Certain types of fungi were discovered thriving after the devastating nuclear power plant explosion and fire at Chernobyl, Ukraine, on Saturday, April 26, 1986, contaminated large parts of that region with long-term radioactivity.
The amount of radiation released into the air at Chernobyl was 100 times greater than that measured at Hiroshima and Nagasaki in Japan at the close of World War II. The high levels of poisonous radiation at the Chernobyl reactor were lethal to victims near Ground Zero.
Two of the reactor operating staff died at the site and 134 firemen and station staff were hospitalized with acute radiation syndrome after absorbing high doses of ionizing radiation. Of these 134 people, 28 died in the following days or months. At least 14 suspected radiation-induced cancer deaths were diagnosed within the next 10 years.
Weather conditions dictated where contamination from Chernobyl ended up. A lot of it precipitated as radioactive rainfall on mountainous regions such as the Alps, the Welsh mountains, and the Scottish Highlands. Water-flows across the ground added to large variations in radioactivity over small, localized areas. Sweden and Norway also experienced heavy radioactive fallout after the toxic air wafting from the atomic blast site met a cold front, causing rain. Groundwater in these areas was also contaminated.
After the disaster, scientists arrived on the scene from all parts of the world to collect evidence, bent on figure out what had happened and the extent of the damage. Other specialists were dispatched to assist the victims of high-level radiation exposure and their families.
In the decades following the radiation release, microbiologist Nelli Zhdanova, along with colleagues from the Institute of Microbiology and Virology in Kiev, Ukraine, used robots to collect samples in the hazard zones around Chernobyl. To their great surprise, they discovered certain kinds of microbial life was thriving near the highly toxic nuclear accident site, deemed the world’s worst.
Another microbiologist named Tamas Torok at Lawrence Berkeley National Laboratory in California received more than 2,000 fungal organisms found at Chernobyl and the surrounding affected areas by Zhdanova’s team in the late 1990s. The fungi’s genetic compositions are being cryopreserved in Tork’s lab at minus-80 degrees Celsius.
Zhdanova’s team noted with interest that some types of fungus were alive inside the 30-kilometer exclusion zones. Not only that, they seemed to crave highly concentrated doses of radiation that lays waste to other organisms. Torok explained the importance of this discovery:
“Once the fungus discovered the radiation source, they grew directionally toward it. This was a brand new experience, nobody had ever seen it before.”
_____
**COMPLETE THE FOLLOWING**
**A.** Set down the portion of the passage about fungi at Chernobyl word for word, starting with "In the decades" and going on through "minus-80 degrees Celsius.".
**B.** Resume the passage about fungi at Chernobyl from the point where it stops.
The rows have nothing to do with the passage about fungi at Chernobyl.

**STORED DATA**
_____
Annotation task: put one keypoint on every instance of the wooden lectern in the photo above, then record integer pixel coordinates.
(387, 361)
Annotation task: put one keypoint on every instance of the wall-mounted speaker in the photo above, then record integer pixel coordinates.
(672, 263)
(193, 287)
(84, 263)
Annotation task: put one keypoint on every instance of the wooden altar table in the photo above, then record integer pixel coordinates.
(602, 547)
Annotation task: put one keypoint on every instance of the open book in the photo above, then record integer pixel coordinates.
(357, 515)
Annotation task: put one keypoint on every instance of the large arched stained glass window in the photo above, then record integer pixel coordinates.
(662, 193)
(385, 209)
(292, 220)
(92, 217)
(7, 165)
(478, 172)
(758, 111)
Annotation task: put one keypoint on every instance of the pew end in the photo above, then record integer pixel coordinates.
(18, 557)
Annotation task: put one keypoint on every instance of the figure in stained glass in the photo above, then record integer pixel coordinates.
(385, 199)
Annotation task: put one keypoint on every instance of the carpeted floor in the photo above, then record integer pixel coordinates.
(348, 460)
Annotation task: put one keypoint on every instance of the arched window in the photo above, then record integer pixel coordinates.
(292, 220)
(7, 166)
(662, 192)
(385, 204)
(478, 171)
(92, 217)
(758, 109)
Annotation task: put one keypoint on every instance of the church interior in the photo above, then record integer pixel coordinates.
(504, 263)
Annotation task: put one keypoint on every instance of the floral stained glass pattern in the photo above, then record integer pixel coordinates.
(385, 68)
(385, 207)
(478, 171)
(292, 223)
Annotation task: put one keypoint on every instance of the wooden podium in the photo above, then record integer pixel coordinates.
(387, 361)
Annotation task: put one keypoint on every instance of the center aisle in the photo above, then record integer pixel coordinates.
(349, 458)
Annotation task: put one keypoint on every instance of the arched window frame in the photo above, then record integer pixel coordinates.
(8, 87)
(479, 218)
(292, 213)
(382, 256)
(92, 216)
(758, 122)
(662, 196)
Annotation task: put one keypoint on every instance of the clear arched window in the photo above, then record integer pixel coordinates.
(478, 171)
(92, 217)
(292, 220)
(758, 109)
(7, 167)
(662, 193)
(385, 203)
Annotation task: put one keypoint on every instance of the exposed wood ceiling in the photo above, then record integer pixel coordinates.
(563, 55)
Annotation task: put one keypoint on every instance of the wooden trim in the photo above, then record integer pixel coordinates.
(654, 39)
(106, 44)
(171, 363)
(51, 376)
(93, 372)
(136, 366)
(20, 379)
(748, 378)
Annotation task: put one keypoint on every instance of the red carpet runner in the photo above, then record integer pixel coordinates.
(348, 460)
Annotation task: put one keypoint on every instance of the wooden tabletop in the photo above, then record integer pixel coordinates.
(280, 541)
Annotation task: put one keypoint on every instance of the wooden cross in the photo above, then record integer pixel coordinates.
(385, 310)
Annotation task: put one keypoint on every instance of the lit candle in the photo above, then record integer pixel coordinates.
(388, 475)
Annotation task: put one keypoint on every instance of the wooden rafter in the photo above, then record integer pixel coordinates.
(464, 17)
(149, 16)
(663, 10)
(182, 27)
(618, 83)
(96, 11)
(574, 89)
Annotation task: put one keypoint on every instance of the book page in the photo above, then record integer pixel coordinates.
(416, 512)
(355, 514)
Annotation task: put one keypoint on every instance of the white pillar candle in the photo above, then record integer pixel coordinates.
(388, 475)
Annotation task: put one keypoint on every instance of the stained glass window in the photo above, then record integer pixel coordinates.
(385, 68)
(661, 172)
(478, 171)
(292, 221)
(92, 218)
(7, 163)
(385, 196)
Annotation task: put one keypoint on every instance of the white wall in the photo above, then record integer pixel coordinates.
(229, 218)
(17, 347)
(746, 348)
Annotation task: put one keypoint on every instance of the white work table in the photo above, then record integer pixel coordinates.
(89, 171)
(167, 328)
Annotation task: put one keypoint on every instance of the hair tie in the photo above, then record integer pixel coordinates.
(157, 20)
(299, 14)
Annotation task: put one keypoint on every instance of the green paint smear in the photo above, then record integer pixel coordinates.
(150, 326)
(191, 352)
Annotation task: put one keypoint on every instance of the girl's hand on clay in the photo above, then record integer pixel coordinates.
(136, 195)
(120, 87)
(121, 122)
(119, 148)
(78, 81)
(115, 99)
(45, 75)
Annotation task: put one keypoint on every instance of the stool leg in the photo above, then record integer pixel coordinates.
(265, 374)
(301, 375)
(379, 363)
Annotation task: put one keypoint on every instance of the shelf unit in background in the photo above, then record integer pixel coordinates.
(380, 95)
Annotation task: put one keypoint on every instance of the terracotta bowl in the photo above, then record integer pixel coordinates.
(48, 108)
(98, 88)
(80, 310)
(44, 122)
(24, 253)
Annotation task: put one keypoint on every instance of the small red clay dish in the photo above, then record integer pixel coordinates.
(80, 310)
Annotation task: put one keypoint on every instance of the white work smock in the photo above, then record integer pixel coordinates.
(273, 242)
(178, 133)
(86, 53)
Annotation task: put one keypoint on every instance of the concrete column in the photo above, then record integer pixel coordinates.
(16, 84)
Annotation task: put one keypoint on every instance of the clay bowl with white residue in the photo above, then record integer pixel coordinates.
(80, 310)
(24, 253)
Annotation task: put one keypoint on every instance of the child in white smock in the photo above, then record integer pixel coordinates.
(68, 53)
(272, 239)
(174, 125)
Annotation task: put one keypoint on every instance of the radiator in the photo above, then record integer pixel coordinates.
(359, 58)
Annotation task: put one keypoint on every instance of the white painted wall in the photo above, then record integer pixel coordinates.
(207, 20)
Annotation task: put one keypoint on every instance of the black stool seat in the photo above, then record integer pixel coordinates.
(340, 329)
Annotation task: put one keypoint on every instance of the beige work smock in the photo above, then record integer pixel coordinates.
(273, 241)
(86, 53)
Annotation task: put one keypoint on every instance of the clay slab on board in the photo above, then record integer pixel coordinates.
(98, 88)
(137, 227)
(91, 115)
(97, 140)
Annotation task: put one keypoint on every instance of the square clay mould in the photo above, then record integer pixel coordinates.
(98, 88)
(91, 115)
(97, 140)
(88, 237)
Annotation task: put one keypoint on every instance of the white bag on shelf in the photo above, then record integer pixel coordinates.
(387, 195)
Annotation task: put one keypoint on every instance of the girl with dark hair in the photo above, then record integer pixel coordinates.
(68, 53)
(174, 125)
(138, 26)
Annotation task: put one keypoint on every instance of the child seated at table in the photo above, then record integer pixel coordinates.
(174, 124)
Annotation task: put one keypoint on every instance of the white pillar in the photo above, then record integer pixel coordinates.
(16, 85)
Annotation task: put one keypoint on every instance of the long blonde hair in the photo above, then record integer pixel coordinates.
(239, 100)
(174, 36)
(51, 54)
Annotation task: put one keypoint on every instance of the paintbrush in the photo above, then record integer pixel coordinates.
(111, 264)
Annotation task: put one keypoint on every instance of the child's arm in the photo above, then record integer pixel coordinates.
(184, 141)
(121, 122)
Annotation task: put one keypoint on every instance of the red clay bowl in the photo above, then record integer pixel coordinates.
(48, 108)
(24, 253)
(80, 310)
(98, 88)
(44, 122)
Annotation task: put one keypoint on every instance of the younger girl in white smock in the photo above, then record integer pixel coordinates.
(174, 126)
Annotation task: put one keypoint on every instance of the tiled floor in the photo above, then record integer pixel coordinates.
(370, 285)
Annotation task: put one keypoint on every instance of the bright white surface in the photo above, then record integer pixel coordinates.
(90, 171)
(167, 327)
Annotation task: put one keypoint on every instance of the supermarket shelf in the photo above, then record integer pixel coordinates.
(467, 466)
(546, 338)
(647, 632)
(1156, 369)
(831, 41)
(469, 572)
_____
**ANSWERS BY TASK**
**A.**
In the decades following the radiation release, microbiologist Nelli Zhdanova, along with colleagues from the Institute of Microbiology and Virology in Kiev, Ukraine, used robots to collect samples in the hazard zones around Chernobyl. To their great surprise, they discovered certain kinds of microbial life was thriving near the highly toxic nuclear accident site, deemed the world’s worst.
Another microbiologist named Tamas Torok at Lawrence Berkeley National Laboratory in California received more than 2,000 fungal organisms found at Chernobyl and the surrounding affected areas by Zhdanova’s team in the late 1990s. The fungi’s genetic compositions are being cryopreserved in Tork’s lab at minus-80 degrees Celsius.

**B.**
These special fungi had elevated amounts of melanin, the pigment that colors animal hair and skin. Could melanin absorb radiation? The evidence pointed to a ‘yes’ answer since fungi closest to the reactor had turned dark black from high melanin content but were less dark from melanin the farther away they were from the radiation source.
This research prompted another 2007 study at the Albert Einstein College of Medicine to test whether “ionizing radiation could change the electronic properties of melanin and might enhance the growth of melanized microorganisms.” These scientists determined that radiation actually helped foster the Chernobyl fungi and transformed lethal gamma rays into an energy source!
Kasthuri Venkateswaran, a research scientist at NASA’s Jet Propulsion Lab, took an interest in this natural oddity because part of his job is to keep unauthorized microbes from leaving Earth and escaping to outer space. From his perspective, microbes with not only a high tolerance to radiation but a preference for it could pose the threat by latching onto a spacecraft and surviving the flight – only to contaminate other planets or asteroids.
Meanwhile, Clay Wang, a professor at the University of Southern California School of Pharmacy, was looking into how natural products be used to make pharmaceutical medications. He wanted to see if the hardy fungi might point the way to developing drug therapies that would be equally resilient when faced with extreme conditions.
These two researchers from different disciplines joined forces to collaborate on a space-based science project. In April 2016, the duo dispatched four strains of the fungus Aspergillus nidulans to the International Space Station to see how the extremely low temperatures in space would affect the radiation-loving organisms.
“That’s when we thought, ‘Why don’t we send this radiation-resistant fungus to [the] space station and see how it grows?'”
On August 26, the Dragon space capsule plopped into the Pacific Ocean off the coast of Baja California, Mexico. The fungus onboard had survived the extreme radioactivity at Chernobyl and frigid space, where there is no atmosphere to shield radiation. Venkateswaran and Wang drove to Long Beach, an hour away, to collect the samples which were packed in cylindrical tubes and placed in coolers for transport.
Space biologist Venkateswaran and pharmacist Wang are working together to learn what new molecules the Chernobyl fungi made after being exposed to higher radiation levels in space.
Wang is isolating the biological changes in the double-dosed fungi, classifying them, and purifying them. The end goal of converting these new substances into pharmaceutical medicines will take a while to achieve. This promising new science is just blasting off.